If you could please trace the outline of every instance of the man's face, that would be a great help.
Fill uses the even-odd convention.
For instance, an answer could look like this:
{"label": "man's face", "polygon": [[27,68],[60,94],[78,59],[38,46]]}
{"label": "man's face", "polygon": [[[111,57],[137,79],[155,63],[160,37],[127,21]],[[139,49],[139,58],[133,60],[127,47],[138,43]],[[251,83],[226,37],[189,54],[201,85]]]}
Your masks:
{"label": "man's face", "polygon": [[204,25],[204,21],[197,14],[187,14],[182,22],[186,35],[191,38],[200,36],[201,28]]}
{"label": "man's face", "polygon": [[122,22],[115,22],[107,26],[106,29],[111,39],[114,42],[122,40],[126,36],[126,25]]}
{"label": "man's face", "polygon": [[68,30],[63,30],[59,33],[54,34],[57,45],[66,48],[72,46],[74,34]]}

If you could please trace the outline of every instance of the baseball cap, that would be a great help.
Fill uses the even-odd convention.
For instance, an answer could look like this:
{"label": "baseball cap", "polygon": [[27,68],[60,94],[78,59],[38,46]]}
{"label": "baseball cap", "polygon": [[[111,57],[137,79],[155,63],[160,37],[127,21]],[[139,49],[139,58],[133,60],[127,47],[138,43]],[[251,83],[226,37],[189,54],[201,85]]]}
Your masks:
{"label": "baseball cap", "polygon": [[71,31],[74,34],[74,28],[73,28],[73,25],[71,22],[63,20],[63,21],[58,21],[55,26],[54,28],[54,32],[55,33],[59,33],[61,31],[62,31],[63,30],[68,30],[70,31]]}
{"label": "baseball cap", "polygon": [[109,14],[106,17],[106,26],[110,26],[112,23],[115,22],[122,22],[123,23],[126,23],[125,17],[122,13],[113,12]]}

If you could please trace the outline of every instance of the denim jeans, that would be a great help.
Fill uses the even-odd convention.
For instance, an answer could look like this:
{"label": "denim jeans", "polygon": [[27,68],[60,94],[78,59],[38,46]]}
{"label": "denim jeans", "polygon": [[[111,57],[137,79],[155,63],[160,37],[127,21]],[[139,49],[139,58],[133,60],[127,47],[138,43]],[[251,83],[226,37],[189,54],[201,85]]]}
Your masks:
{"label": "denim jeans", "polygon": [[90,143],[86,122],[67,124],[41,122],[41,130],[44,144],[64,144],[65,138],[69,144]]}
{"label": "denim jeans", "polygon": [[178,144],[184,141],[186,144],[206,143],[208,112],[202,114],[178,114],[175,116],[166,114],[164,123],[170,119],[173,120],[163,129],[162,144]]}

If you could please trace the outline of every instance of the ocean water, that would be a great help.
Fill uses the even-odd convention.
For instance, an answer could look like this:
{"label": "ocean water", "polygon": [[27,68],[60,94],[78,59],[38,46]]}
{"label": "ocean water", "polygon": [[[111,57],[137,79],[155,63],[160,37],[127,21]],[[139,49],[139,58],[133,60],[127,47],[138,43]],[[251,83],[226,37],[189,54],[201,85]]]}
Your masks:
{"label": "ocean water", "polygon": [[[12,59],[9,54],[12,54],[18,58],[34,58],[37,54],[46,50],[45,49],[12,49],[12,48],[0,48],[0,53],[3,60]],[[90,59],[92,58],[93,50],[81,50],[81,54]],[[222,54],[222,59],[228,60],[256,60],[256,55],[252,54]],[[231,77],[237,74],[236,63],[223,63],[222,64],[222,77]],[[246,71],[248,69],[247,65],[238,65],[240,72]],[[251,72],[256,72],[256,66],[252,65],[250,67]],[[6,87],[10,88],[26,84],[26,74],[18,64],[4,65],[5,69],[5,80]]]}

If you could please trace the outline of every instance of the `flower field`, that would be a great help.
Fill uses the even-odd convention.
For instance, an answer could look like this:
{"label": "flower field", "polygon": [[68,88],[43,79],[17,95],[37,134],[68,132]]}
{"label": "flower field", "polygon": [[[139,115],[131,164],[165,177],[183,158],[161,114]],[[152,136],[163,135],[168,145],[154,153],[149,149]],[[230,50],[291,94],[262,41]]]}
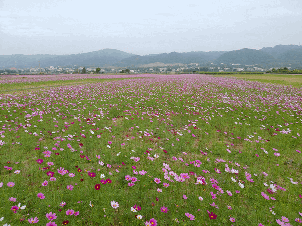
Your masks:
{"label": "flower field", "polygon": [[128,77],[0,94],[0,225],[301,225],[301,89]]}

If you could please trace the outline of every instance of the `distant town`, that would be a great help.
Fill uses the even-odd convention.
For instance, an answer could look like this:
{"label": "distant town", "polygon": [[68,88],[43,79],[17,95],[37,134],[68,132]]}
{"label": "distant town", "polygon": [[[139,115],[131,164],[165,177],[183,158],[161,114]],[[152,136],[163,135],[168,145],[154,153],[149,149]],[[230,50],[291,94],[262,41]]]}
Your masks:
{"label": "distant town", "polygon": [[[148,68],[138,68],[131,69],[131,67],[101,67],[88,68],[74,65],[73,67],[60,66],[58,67],[35,67],[32,68],[11,68],[9,69],[0,70],[0,74],[96,74],[96,73],[130,73],[131,74],[158,73],[158,74],[180,74],[192,71],[207,72],[231,72],[231,71],[251,71],[265,72],[271,70],[273,68],[263,68],[255,65],[241,65],[241,64],[230,63],[228,65],[223,63],[218,65],[212,63],[208,66],[201,66],[197,63],[189,64],[180,64],[171,65],[165,67],[152,67]],[[278,69],[279,68],[275,68]],[[288,67],[290,69],[291,67]]]}

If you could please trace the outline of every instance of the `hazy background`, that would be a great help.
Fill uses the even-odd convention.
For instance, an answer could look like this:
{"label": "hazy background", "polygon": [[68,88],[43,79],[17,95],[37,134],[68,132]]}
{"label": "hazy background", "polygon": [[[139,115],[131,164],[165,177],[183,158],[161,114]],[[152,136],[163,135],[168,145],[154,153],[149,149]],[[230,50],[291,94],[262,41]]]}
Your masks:
{"label": "hazy background", "polygon": [[302,45],[302,1],[0,0],[0,54]]}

□ □ □ □

**Stated task**. Copy every line of the data word for word, omitting the images.

**Task response**.
If you could please trace the outline of every instance of the man's face, that would be a great help.
Fill uses the even-odd convention.
For instance, an answer could look like this:
{"label": "man's face", "polygon": [[27,68],[60,94],[78,59],[38,46]]}
{"label": "man's face", "polygon": [[[111,57],[137,79],[155,63],[160,37],[127,21]],[[139,49],[139,58],[133,60],[127,47],[138,43]],[[251,83],[226,37],[189,54],[201,85]]]}
Your masks:
{"label": "man's face", "polygon": [[204,25],[204,21],[197,14],[187,14],[182,22],[186,35],[191,38],[200,36],[201,28]]}
{"label": "man's face", "polygon": [[122,22],[115,22],[107,26],[106,29],[111,39],[114,42],[122,40],[126,36],[126,25]]}
{"label": "man's face", "polygon": [[68,30],[63,30],[59,33],[54,34],[57,45],[66,48],[72,46],[74,34]]}

If you could please trace the outline of every instance of the baseball cap, that would be a great help.
Fill uses the even-odd convention.
For instance, an answer could look like this:
{"label": "baseball cap", "polygon": [[27,68],[60,94],[78,59],[38,46]]}
{"label": "baseball cap", "polygon": [[[111,57],[137,79],[155,63],[160,37],[127,21]],[[139,49],[139,58],[133,60],[127,47],[138,43]],[[251,83],[226,37],[189,54],[201,85]]]}
Your masks:
{"label": "baseball cap", "polygon": [[71,31],[74,34],[74,28],[73,28],[73,25],[71,22],[63,20],[63,21],[58,21],[55,26],[54,28],[54,32],[55,33],[59,33],[61,31],[62,31],[63,30],[68,30],[70,31]]}
{"label": "baseball cap", "polygon": [[109,14],[106,17],[106,26],[110,26],[112,23],[115,22],[122,22],[123,23],[126,23],[125,17],[122,13],[113,12]]}

If you could please trace the outline of every instance of the denim jeans, that would be a great help.
Fill uses the even-odd convention.
For instance, an answer could look like this:
{"label": "denim jeans", "polygon": [[27,68],[60,94],[78,59],[38,46]]}
{"label": "denim jeans", "polygon": [[[111,57],[137,79],[155,63],[160,37],[127,21]],[[139,49],[139,58],[133,60],[127,47],[138,43]],[[251,83],[226,37],[189,54],[201,85]]]}
Your masks:
{"label": "denim jeans", "polygon": [[90,143],[86,122],[67,124],[41,122],[41,130],[44,144],[64,144],[65,138],[69,144]]}
{"label": "denim jeans", "polygon": [[178,144],[184,141],[186,144],[206,143],[208,112],[202,114],[178,114],[175,116],[166,114],[164,123],[170,119],[173,120],[163,129],[162,144]]}

If you could please trace the outline of every instance of the ocean water, that would be a great help.
Fill uses the even-odd convention.
For instance, an answer could look like this:
{"label": "ocean water", "polygon": [[27,68],[60,94],[78,59],[38,46]]}
{"label": "ocean water", "polygon": [[[111,57],[137,79],[155,63],[160,37],[127,21]],[[139,49],[139,58],[133,60],[127,47],[138,43]],[[251,83],[226,37],[189,54],[201,85]]]}
Your masks:
{"label": "ocean water", "polygon": [[[12,59],[9,54],[12,54],[18,58],[34,58],[37,54],[46,50],[45,49],[12,49],[12,48],[0,48],[0,53],[3,60]],[[90,59],[92,58],[93,50],[81,50],[81,54]],[[222,54],[222,59],[228,60],[256,60],[256,55],[252,54]],[[231,77],[237,74],[236,63],[223,63],[222,64],[222,77]],[[246,71],[248,69],[247,65],[238,65],[240,72]],[[251,72],[256,72],[256,66],[252,65],[250,67]],[[6,87],[10,88],[26,84],[26,74],[18,64],[4,65],[5,69],[5,80]]]}

If you could please trace the outline of every instance of the `flower field`, that would be a great help.
Fill uses the even-odd convention.
For instance, an answer could look like this:
{"label": "flower field", "polygon": [[68,88],[43,79],[17,95],[37,134],[68,132]]}
{"label": "flower field", "polygon": [[[139,115],[131,164],[165,177],[183,158],[161,114]],[[152,136],[163,135],[168,145],[154,153],[149,149]],[[230,50],[291,94],[262,41]]]}
Your masks:
{"label": "flower field", "polygon": [[128,77],[0,94],[0,225],[301,225],[301,89]]}

If you could please trace the outline of every instance of the `distant town`, that would be a great help.
Fill uses the even-odd convention.
For instance, an answer could look like this:
{"label": "distant town", "polygon": [[68,88],[43,79],[17,95],[37,134],[68,132]]}
{"label": "distant town", "polygon": [[[139,115],[131,164],[165,177],[183,158],[161,114]],[[152,136],[163,135],[168,145],[154,153],[149,149]],[[230,50],[291,94],[262,41]]]}
Your masks:
{"label": "distant town", "polygon": [[[148,68],[138,68],[131,69],[131,67],[101,67],[88,68],[74,65],[73,67],[60,66],[58,67],[35,67],[32,68],[11,68],[9,69],[0,70],[0,74],[96,74],[96,73],[130,73],[131,74],[158,73],[158,74],[180,74],[192,71],[207,72],[231,72],[231,71],[251,71],[265,72],[271,70],[273,68],[263,68],[255,65],[241,65],[241,64],[230,63],[228,65],[223,63],[218,65],[212,63],[208,66],[201,66],[197,63],[189,64],[180,64],[171,65],[165,67],[152,67]],[[278,69],[279,68],[275,68]],[[288,67],[290,69],[291,67]]]}

If you could please trace the outline of every instance of the `hazy background`, that would be a great help.
Fill uses the even-odd convention.
For instance, an answer could look like this:
{"label": "hazy background", "polygon": [[68,88],[43,79],[17,95],[37,134],[68,132]]}
{"label": "hazy background", "polygon": [[[139,115],[131,164],[165,177],[183,158],[161,114]],[[152,136],[163,135],[168,145],[154,153],[149,149]],[[230,50],[291,94],[262,41]]]}
Your masks:
{"label": "hazy background", "polygon": [[302,45],[302,1],[0,0],[0,54]]}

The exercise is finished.